##### Provided data #####

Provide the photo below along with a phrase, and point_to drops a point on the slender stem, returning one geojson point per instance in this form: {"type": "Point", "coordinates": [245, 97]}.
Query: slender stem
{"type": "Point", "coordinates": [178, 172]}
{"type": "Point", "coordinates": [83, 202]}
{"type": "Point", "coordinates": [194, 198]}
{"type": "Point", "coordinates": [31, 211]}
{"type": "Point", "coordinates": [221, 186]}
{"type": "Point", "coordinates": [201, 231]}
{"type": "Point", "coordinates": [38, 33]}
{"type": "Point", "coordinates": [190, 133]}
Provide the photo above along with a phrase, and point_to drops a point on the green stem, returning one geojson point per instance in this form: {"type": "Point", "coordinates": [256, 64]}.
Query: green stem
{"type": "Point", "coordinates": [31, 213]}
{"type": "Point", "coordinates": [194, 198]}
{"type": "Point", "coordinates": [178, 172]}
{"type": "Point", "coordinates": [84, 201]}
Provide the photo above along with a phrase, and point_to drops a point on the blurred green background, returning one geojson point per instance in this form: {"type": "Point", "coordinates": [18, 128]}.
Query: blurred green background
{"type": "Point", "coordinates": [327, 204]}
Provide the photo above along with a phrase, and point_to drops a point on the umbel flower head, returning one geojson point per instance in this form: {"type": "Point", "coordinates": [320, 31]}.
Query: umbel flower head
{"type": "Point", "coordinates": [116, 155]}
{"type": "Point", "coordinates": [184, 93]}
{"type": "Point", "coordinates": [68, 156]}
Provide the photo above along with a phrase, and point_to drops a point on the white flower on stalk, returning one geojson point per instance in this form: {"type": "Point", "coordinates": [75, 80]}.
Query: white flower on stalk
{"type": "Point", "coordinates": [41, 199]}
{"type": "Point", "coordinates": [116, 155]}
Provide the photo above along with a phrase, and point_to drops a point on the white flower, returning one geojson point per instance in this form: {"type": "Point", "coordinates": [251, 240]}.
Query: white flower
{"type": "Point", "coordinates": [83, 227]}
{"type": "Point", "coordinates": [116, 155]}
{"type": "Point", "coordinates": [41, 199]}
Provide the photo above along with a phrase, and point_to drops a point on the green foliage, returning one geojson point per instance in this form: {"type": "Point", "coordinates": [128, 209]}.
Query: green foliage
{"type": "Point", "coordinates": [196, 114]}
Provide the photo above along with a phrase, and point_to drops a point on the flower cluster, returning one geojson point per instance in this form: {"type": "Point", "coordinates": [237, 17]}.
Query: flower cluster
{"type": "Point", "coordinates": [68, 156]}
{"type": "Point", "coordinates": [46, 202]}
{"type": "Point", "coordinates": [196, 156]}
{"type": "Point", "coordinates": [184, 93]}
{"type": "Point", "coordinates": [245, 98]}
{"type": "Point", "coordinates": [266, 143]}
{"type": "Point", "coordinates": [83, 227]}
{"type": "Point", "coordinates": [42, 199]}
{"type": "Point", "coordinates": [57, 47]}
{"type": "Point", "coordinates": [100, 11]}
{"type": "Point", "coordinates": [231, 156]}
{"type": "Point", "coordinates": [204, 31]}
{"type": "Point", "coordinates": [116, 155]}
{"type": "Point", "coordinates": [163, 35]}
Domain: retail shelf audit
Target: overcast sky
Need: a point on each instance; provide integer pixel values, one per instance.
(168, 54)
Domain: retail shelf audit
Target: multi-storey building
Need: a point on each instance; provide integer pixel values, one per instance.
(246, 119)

#####

Reproduce every line above. Keep it exact.

Worked solution:
Provide the photo below along with a phrase, and point_to drops a point on the slender stem, returning one geojson point per instance in this form: {"type": "Point", "coordinates": [245, 97]}.
Query: slender stem
{"type": "Point", "coordinates": [178, 172]}
{"type": "Point", "coordinates": [83, 202]}
{"type": "Point", "coordinates": [194, 198]}
{"type": "Point", "coordinates": [31, 211]}
{"type": "Point", "coordinates": [221, 186]}
{"type": "Point", "coordinates": [201, 231]}
{"type": "Point", "coordinates": [38, 33]}
{"type": "Point", "coordinates": [190, 133]}
Provide the photo above along with a phrase, and point_to drops a point on the green stem, returning one geojson point per instance in this form: {"type": "Point", "coordinates": [256, 64]}.
Query: green stem
{"type": "Point", "coordinates": [31, 213]}
{"type": "Point", "coordinates": [194, 198]}
{"type": "Point", "coordinates": [178, 172]}
{"type": "Point", "coordinates": [84, 201]}
Provide the photo above along with a phrase, and point_to drops a point on the blurred green background, returning one geojson point per instance in this form: {"type": "Point", "coordinates": [18, 128]}.
Query: blurred green background
{"type": "Point", "coordinates": [327, 204]}
Provide the photo above along with a phrase, and point_to drops a point on the umbel flower head, returning one geojson point per instance in this form: {"type": "Point", "coordinates": [320, 31]}.
Query: umbel flower head
{"type": "Point", "coordinates": [116, 155]}
{"type": "Point", "coordinates": [184, 93]}
{"type": "Point", "coordinates": [68, 156]}
Provide the photo above along with a phrase, and point_to drops a point on the white flower on stalk, returning one geojson point per instance in this form: {"type": "Point", "coordinates": [75, 80]}.
Query: white flower on stalk
{"type": "Point", "coordinates": [41, 199]}
{"type": "Point", "coordinates": [116, 155]}
Provide the photo above along with a phrase, and point_to drops a point on the white flower, returning one geojson point per instance in this form: {"type": "Point", "coordinates": [251, 240]}.
Query: white flower
{"type": "Point", "coordinates": [83, 227]}
{"type": "Point", "coordinates": [116, 155]}
{"type": "Point", "coordinates": [41, 199]}
Provide the photo above along with a phrase, and point_to drops a point on the green foliage, returning one geojson point per instance in this form: {"type": "Point", "coordinates": [128, 209]}.
Query: green foliage
{"type": "Point", "coordinates": [196, 114]}
Provide the photo above along with a phrase, and point_to drops a point on the flower cluster, returning one geojson point per instance in this form: {"type": "Point", "coordinates": [237, 17]}.
Query: flower cluster
{"type": "Point", "coordinates": [68, 156]}
{"type": "Point", "coordinates": [46, 202]}
{"type": "Point", "coordinates": [196, 156]}
{"type": "Point", "coordinates": [184, 93]}
{"type": "Point", "coordinates": [245, 98]}
{"type": "Point", "coordinates": [266, 143]}
{"type": "Point", "coordinates": [83, 227]}
{"type": "Point", "coordinates": [42, 199]}
{"type": "Point", "coordinates": [57, 47]}
{"type": "Point", "coordinates": [100, 11]}
{"type": "Point", "coordinates": [231, 156]}
{"type": "Point", "coordinates": [204, 31]}
{"type": "Point", "coordinates": [116, 155]}
{"type": "Point", "coordinates": [163, 35]}
Domain: retail shelf audit
Target: overcast sky
Need: a point on each instance; provide integer pixel values, one per instance.
(168, 54)
Domain: retail shelf audit
Target: multi-storey building
Need: a point on each instance; provide integer pixel values, one per instance.
(246, 119)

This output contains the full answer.